**EXCERPT**.
Ignore the flim-flam, via a circuitous route a single marble has been taken at random from the original 300. It's 2 to 1 against it being a red marble.

Harder one.
In principle there can be any number of trains travelling between A and B, (and B and A), but start by thinking in terms of one train in either direction.

Suppose that the train from A to B passes on the hour and the train from B to A at twelve minutes past the hour. If 'our man' arrives at the split in the road at some random time, there will be a 48 minute window within which the next train will be the one from A to B, (12 min past the hour through to 60min past the hour, or 12.01 and 59.99 min past the hour if you're going to be pedantic) and a 12 minute window when the next train will be the one from B to A, (0 min to 12 min). The time interval for A is four times as long as the interval for B so it's four times more likely that the next train will be the A to B train.

Now suppose that there are two trains in either direction, the A to B ones on the hour and half hour, the B to A ones at 6 minutes and 36 minutes past the hour. Combining the windows, there will be a total of 48 minutes, (24+24), during which the next train will be from A to B, and 12 minutes, (6+6), when the next train will be from B to A. Again, that's 4 to 1 in favour of A.

**RECORDS PROVIDED**.
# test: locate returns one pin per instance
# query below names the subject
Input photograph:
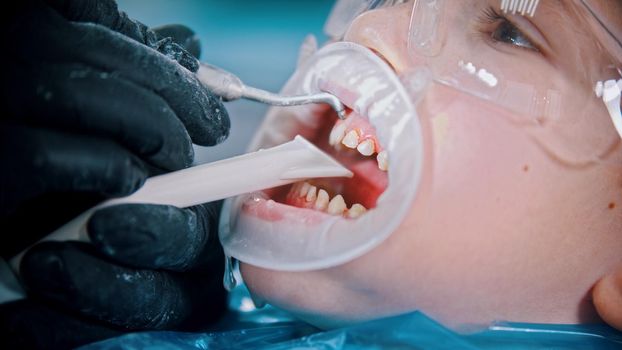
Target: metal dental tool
(230, 87)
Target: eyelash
(491, 17)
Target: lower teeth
(318, 199)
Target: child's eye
(498, 29)
(507, 33)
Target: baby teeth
(312, 194)
(337, 205)
(304, 189)
(351, 140)
(383, 160)
(321, 203)
(337, 134)
(356, 210)
(366, 147)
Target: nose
(384, 31)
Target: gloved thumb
(182, 35)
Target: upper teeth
(337, 134)
(366, 147)
(337, 205)
(352, 139)
(383, 160)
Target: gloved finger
(158, 236)
(106, 13)
(84, 100)
(202, 113)
(31, 324)
(74, 278)
(44, 161)
(182, 35)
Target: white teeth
(356, 210)
(311, 195)
(383, 160)
(337, 134)
(337, 205)
(322, 200)
(366, 147)
(304, 189)
(351, 140)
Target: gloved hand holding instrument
(94, 104)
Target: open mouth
(319, 223)
(353, 142)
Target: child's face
(516, 218)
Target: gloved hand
(93, 103)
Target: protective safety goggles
(433, 48)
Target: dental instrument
(524, 7)
(287, 163)
(230, 87)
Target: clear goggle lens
(440, 40)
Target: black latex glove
(92, 104)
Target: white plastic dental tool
(230, 87)
(287, 163)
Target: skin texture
(517, 218)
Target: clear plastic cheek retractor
(287, 163)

**REQUIRED TASKS**.
- a) In the probability puzzle explanation, with one train each way, how long is the window in which the next train will be the one from A to B?
- b) Carry the probability puzzle explanation on from its last sentence.
The items have nothing to do with the probability puzzle explanation.

**ANSWERS PROVIDED**.
- a) It is 48 minutes, from 12 minutes past the hour through to 60 minutes past the hour.

- b)
We can do this for higher numbers of trains, though it does become somewhat impracticable after a while !
For three trains in either direction the timings for the A to B trains could be** on the hour, 20 minutes past and 40 minutes past, while the timings for the B to A trains could be at 4 minutes, 24 minutes and 44 minutes past the hour.

** The timings need not be exactly as stated, and the intervals need not be equal. So long as the 'windows' for the A to B trains add to 48 minutes it will always be 4 to 1 in favour of A to B.

stuff:

This is so because the majority of the B trains must pass while he is at work, and then the A trains start to roll in when he leaves work for his girlfriend.